[New release] BRP app v1.23/1.24 (OpenCL) feedback thread

Bikeman (Heinz-...

Joined: 28 Aug 06

Posts: 164

Credit: 1864017

RAC: 0

RE: For me the new app

3 May 2012 16:24:11 UTC

Message 79208 in response to message 79206

(moderation:

)

Quote:

For me the new app takes a full CPU core when it is running. Is that by intention?

Hi!

This will depend on the driver version you are using, e.g. you can see from the screenshots posted here that this is not the in general the case for this app.

Cheers
HB

Christoph

Joined: 25 Aug 05

Posts: 30

Credit: 208211

RAC: 0

RE: RE: For me the new

3 May 2012 20:25:57 UTC

Message 79209 in response to message 79208

(moderation:

)

Quote:

Quote:
For me the new app takes a full CPU core when it is running. Is that by intention?

Hi!

This will depend on the driver version you are using, e.g. you can see from the screenshots posted here that this is not the in general the case for this app.

Cheers
HB

I was not exact enough in my statement. BOINC reserves a full core. '1 CPUs + 1 ATI GPU' and as I understand it that should not be the case.

Here one log snippet: 03.05.2012 22:25:33 | Albert@Home | [rr_sim_detail] 339385.57: starting p2030.20110421.G41.06+00.53.N.b6s0g0.00000_1448_2 (1.00 CPU + 1.00 ATI)

Oh, driver version 12.3 as far as I read it there that high CPU usage is solved.

Christoph

Bikeman (Heinz-...

Joined: 28 Aug 06

Posts: 164

Credit: 1864017

RAC: 0

RE: So, my questions

3 May 2012 20:27:55 UTC

Message 79210 in response to message 79203

(moderation:

)

Quote:

So, my questions are:
* What is checkpointing? An intermidiate state (variables) save in case calculations get interrupted and you don't have to start over?

Exactly

Quote:

* Is the aitOpenCl app checkpointing more? Or is it that the two apps are doing the same amount of work (calcs), and it's just that the CUDA app/GTX 560 is doing more work per unit time and therefore only needs to checkpoint 5 vs. my 20 times?

By default, all apps are checkpointing every 60 seconds. All workunits, whether they will get picked up by a CPU, NVIDIA GPU or ATI GPU will do the same amount of work, but the faster the processing is, the fewer checkpoints will happen during the execution time.

Quote:

* Is the GTX 560/CUDA app really 4x (20/5=4) than the HD6950/AtiOpenCl? The 6950 shows 2253 SP GFLOPS vs. the GTX 560 SP GFLOPS of 1088.6.
http://en.wikipedia.org/wiki/Comparison_of_AMD_graphics_processing_units
http://en.wikipedia.org/wiki/Comparison_of_Nvidia_graphics_processing_units

Well, the Flops numbers are just theoretical peak performance and not too meaningful. But anyway, it's fair to say that our CUDA app and the libraries we used with it are more mature and optimized than our OpenCL app. We have some ideas in the pipeline how to further improve the OpenCL app and hopefully we can implement them in a timeframe of weeks rather than months, stay tuned.

# [Dataset excerpts]

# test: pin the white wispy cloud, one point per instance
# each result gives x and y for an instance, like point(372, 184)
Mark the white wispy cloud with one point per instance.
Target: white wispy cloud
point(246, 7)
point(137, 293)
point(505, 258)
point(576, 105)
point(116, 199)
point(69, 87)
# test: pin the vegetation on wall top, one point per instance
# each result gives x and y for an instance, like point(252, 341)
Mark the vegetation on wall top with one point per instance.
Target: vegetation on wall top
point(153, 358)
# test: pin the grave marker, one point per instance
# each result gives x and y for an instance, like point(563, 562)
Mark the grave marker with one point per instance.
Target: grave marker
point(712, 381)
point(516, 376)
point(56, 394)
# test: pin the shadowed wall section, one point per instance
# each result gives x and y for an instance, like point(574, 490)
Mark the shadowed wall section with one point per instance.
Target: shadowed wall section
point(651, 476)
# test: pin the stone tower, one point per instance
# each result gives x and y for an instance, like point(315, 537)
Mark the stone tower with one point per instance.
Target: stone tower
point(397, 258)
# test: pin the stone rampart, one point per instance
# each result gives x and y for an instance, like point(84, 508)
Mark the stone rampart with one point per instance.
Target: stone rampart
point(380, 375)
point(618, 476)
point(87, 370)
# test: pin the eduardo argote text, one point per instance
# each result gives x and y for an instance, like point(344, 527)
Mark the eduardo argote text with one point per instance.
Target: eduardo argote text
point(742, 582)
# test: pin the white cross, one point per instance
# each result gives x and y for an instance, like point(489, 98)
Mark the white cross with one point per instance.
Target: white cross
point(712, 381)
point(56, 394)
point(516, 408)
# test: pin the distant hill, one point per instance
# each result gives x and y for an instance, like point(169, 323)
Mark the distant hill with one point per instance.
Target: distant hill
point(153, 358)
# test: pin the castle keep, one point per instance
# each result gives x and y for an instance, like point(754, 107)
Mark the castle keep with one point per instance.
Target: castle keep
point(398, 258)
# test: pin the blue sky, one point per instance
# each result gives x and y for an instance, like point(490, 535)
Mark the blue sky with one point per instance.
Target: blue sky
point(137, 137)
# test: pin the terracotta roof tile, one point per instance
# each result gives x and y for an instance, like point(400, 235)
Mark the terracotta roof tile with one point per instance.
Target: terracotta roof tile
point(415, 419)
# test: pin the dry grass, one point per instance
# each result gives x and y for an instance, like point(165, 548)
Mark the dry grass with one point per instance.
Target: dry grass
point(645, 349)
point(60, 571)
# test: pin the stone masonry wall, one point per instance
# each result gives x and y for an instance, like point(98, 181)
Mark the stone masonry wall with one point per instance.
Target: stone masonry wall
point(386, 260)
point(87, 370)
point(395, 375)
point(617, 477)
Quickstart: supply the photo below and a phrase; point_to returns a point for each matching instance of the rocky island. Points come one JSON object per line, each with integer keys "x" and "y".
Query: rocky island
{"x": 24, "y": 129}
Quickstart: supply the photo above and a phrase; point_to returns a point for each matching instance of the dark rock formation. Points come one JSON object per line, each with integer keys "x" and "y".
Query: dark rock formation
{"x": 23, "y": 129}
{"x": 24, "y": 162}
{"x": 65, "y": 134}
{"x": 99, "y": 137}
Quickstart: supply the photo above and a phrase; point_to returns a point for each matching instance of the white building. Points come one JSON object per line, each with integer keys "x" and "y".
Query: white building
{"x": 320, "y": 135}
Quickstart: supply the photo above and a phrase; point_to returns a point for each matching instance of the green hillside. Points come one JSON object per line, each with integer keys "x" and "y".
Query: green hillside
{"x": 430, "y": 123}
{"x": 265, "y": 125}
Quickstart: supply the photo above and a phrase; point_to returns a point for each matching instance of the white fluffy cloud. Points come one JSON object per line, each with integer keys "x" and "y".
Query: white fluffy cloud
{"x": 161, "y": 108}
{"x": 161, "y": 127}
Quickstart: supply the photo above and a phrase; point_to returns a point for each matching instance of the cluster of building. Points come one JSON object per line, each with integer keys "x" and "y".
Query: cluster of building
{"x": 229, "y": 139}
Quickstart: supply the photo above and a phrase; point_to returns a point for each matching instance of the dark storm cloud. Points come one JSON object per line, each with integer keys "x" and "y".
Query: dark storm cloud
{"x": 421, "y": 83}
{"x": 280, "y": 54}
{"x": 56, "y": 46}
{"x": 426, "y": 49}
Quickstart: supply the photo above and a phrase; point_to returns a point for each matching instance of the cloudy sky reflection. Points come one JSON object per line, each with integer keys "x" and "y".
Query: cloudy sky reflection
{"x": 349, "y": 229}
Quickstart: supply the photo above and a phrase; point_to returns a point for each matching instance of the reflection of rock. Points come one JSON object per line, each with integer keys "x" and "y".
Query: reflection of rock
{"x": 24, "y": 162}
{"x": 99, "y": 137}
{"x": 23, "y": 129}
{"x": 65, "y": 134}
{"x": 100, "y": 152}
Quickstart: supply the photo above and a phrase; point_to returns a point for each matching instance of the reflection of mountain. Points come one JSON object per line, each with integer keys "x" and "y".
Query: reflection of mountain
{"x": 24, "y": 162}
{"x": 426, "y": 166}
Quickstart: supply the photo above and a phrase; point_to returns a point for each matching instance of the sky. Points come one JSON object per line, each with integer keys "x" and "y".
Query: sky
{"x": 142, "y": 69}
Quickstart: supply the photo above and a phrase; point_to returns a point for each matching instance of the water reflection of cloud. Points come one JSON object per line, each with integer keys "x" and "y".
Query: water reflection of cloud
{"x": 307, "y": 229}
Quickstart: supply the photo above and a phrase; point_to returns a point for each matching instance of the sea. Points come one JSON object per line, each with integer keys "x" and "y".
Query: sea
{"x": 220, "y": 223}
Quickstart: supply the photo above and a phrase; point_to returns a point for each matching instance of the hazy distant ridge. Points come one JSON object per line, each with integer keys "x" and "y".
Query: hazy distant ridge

# [Directives]
- a) Give each distinct message number that appears in the BRP app forum thread.
- b) Pick up the forum thread about the BRP app v1.23/1.24 release and keep writing from the point where it stops.

# [Results in order]
- a) 79203, 79206, 79208, 79209, 79210

- b)
Quote:

To semi-answer that, GPU Time indicates a 2.503x increase for the GTX560/CUDA vs. the AtiOpenCl/HD6950. The CPU time for the CUDA app is ,however, 4.24x less than that of the OpenCl app. Anandtech Bench shows the 2500k vs. my AMD 975BE to be slightly better in single-threaded, multi-threaded, and total MIPS (7-Zip test), but nothing earth shattering.
http://www.anandtech.com/bench/Product/288?vs=435

I know you said before that the OpenCl app uses way more CPU than the CUDA app. Perhaps the OpenCl standard is still yet immature, AMD has crappy drivers, or a mix of both? Regardless, I really commend everyone's efforts. Having done a fair bit of coding myself, I know what a pain this can all be.

Indeed :-). I don't think one should blame the OpenCL standard, it's not different from CUDA anyway. It's the implementation of the standard and the drivers that are causing a few troubles. Neither AMD nor NVIDIA seem too enthusiastic about OpenCL anymore, I'm afraid.

CU
HB

Bikeman (Heinz-...

Joined: 28 Aug 06

Posts: 164

Credit: 1864017

RAC: 0

RE: RE: RE: For me the

3 May 2012 20:34:00 UTC

Message 79211 in response to message 79209

(moderation:

)

Quote:

Quote:
Quote:
For me the new app takes a full CPU core when it is running. Is that by intention?

Hi!

This will depend on the driver version you are using, e.g. you can see from the screenshots posted here that this is not the in general the case for this app.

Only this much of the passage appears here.